## Directions for this task
Count the lines in the listing below that contain the string "brim". Give only the number.

---------- The input

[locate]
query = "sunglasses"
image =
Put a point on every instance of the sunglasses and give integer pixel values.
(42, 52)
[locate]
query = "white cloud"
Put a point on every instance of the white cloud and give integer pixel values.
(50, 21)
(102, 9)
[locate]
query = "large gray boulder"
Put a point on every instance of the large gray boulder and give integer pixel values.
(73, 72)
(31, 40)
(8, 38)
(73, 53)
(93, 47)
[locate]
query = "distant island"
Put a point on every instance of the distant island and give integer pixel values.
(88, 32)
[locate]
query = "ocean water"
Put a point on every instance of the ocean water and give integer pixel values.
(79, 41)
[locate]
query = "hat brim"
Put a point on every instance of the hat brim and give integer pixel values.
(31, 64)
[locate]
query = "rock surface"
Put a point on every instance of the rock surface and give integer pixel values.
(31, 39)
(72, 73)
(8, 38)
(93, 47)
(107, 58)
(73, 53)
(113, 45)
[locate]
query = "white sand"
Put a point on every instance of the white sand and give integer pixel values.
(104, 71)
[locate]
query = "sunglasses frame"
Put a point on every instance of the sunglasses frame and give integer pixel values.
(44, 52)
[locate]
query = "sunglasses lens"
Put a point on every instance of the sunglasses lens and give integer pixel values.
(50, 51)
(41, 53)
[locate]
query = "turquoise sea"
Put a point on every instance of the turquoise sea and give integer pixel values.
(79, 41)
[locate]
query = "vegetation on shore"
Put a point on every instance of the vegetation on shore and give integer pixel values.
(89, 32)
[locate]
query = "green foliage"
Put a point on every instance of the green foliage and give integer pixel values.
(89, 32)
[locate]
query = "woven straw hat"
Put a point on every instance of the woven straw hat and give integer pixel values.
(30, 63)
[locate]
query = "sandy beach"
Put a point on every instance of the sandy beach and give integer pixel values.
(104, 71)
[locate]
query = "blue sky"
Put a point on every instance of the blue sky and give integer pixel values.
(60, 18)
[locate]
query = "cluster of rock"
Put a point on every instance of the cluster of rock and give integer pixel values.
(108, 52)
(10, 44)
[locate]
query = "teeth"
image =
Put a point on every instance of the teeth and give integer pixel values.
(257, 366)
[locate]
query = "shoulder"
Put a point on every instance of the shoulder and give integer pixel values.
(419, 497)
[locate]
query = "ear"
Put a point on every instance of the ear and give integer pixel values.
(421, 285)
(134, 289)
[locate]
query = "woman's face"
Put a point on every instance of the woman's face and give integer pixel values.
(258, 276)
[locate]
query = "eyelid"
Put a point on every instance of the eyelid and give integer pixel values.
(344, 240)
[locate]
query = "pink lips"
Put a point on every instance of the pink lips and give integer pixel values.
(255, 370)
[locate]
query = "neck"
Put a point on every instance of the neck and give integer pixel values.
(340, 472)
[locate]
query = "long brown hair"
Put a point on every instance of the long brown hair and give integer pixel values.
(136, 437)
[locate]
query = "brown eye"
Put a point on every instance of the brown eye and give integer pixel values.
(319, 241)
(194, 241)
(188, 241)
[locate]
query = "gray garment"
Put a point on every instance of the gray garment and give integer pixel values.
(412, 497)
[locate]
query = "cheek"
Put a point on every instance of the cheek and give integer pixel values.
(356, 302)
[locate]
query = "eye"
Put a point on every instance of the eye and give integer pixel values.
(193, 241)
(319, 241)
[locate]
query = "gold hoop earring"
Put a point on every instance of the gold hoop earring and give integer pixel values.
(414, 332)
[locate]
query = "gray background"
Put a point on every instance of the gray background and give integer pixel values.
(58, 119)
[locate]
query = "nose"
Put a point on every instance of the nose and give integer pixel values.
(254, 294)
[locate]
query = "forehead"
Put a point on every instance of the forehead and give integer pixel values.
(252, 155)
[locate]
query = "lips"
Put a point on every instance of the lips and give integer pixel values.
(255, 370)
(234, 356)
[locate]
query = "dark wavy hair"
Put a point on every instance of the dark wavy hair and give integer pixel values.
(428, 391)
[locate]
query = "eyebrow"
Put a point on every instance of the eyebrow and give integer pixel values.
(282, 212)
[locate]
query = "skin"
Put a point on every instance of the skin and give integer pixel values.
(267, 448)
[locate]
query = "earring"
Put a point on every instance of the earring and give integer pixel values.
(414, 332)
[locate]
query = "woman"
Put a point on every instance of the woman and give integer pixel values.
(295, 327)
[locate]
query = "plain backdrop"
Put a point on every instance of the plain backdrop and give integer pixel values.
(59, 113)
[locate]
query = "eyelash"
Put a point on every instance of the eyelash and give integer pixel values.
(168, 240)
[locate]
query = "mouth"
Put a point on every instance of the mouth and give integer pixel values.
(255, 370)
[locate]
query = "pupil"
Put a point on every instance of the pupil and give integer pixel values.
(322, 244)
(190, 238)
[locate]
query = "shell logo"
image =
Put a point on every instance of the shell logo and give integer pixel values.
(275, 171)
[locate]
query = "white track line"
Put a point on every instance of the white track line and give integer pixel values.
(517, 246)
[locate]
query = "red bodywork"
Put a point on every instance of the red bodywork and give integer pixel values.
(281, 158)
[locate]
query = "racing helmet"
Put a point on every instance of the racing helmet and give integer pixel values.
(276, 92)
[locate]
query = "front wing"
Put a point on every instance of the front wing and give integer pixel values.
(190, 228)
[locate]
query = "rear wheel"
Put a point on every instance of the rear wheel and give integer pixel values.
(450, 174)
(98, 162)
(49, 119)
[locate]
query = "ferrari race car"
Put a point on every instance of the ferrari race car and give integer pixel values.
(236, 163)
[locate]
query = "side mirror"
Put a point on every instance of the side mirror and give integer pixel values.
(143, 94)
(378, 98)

--------------------

## Exercise output
2